§ Text provided
To assess the effectiveness of combinations of colchicine, melphalan, and prednisone in patients with primary amyloidosis.

Design

Randomized controlled trial.

Setting

Mayo Clinic, Minnesota, United States.

Patients

220 patients (median age 64 y) who had biopsy-confirmed primary systemic amyloidosis. Exclusion criteria were secondary, familial, senile, or localized amyloidosis; overt symptomatic multiple myeloma or diarrhea; or previous receipt of alkylating drugs or colchicine.

Intervention

Patients were stratified according to age, sex, and major clinical manifestations and were allocated to colchicine, 0.6 mg twice daily (n = 72); melphalan, 0.15 mg/kg of body weight, and prednisone, 0.8 mg/kg daily, for 7 days every 6 weeks (n = 77); or melphalan, prednisone, and colchicine at the same doses and frequencies (n = 71). The doses of colchicine and melphalan were increased until adverse effects developed.

Data excerpts
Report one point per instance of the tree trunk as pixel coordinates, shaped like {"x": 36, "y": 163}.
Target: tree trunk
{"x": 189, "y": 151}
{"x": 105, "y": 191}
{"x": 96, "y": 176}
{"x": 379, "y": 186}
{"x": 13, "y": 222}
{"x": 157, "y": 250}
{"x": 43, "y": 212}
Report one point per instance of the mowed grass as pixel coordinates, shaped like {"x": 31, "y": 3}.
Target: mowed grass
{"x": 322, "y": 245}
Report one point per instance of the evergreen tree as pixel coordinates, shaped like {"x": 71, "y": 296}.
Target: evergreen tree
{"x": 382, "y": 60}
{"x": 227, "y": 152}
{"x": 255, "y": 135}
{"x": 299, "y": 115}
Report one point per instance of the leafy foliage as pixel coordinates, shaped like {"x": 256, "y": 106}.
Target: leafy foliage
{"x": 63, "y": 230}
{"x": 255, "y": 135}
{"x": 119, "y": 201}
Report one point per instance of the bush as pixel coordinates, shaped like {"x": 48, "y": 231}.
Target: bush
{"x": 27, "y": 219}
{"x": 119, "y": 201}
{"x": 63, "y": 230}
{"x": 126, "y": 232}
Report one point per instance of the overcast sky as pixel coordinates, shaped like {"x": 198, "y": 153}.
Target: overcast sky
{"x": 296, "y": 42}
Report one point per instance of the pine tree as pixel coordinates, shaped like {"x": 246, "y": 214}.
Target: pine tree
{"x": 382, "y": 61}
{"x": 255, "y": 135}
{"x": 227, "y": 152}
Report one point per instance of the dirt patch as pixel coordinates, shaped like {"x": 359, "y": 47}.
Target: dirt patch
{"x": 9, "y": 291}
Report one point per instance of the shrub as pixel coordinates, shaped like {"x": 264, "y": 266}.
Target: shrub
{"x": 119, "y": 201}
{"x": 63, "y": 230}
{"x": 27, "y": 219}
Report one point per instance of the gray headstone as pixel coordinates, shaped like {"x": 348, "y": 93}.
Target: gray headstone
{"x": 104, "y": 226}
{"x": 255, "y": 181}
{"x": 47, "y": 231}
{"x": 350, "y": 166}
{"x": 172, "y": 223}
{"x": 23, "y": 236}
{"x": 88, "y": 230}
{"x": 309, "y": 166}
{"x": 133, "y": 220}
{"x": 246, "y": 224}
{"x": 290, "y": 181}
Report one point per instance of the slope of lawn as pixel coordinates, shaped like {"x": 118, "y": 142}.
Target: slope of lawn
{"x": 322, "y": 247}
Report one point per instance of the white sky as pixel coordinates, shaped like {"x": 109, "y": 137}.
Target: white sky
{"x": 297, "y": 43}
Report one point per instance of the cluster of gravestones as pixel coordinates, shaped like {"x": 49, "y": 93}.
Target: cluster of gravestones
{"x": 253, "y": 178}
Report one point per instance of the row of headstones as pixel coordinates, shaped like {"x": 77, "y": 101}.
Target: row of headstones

§ Task set
**1)** According to the trial summary, what dose of colchicine did patients receive?
**2)** Set down, word for word, the stretch of the trial summary from "Mayo Clinic, Minnesota, United" through "adverse effects developed.".
These records come from a source separate from the trial summary.

§ Exercise answers
**1)** 0.6 mg twice daily

**2)**
Mayo Clinic, Minnesota, United States.

Patients

220 patients (median age 64 y) who had biopsy-confirmed primary systemic amyloidosis. Exclusion criteria were secondary, familial, senile, or localized amyloidosis; overt symptomatic multiple myeloma or diarrhea; or previous receipt of alkylating drugs or colchicine.

Intervention

Patients were stratified according to age, sex, and major clinical manifestations and were allocated to colchicine, 0.6 mg twice daily (n = 72); melphalan, 0.15 mg/kg of body weight, and prednisone, 0.8 mg/kg daily, for 7 days every 6 weeks (n = 77); or melphalan, prednisone, and colchicine at the same doses and frequencies (n = 71). The doses of colchicine and melphalan were increased until adverse effects developed.